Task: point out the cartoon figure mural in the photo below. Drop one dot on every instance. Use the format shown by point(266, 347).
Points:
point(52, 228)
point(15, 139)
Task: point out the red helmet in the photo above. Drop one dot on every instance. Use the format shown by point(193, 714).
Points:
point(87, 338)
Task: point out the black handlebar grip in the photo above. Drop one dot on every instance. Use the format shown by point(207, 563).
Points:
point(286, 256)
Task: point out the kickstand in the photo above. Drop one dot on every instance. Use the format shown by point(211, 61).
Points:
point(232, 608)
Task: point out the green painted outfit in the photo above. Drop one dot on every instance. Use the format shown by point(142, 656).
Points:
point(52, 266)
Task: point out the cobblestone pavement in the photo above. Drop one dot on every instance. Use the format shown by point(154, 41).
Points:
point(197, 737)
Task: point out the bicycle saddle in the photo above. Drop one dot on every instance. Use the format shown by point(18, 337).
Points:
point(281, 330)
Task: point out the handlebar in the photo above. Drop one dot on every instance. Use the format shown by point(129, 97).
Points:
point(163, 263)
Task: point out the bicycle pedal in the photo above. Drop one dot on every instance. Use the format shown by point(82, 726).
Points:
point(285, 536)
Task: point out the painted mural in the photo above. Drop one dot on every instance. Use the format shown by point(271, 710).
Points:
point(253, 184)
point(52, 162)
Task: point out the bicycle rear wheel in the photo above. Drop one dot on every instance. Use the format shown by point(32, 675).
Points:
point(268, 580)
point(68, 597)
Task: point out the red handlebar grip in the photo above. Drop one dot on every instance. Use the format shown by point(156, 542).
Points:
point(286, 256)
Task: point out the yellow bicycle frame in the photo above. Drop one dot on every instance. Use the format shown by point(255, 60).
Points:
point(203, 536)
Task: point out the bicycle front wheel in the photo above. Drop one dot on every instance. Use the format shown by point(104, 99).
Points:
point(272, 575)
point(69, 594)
◇ ◇ ◇ ◇ ◇
**YOUR GOAL**:
When a line in the listing above holds the word "wheel", copy it.

**RESULT FOR THIS EXERCISE**:
Task: point out the bicycle rear wheel in the photo above. Drop one dot on every instance. Use the format shown by point(32, 675).
Task: point out the bicycle front wheel in the photo above. Drop one dot on every instance. Use the format shown by point(104, 99).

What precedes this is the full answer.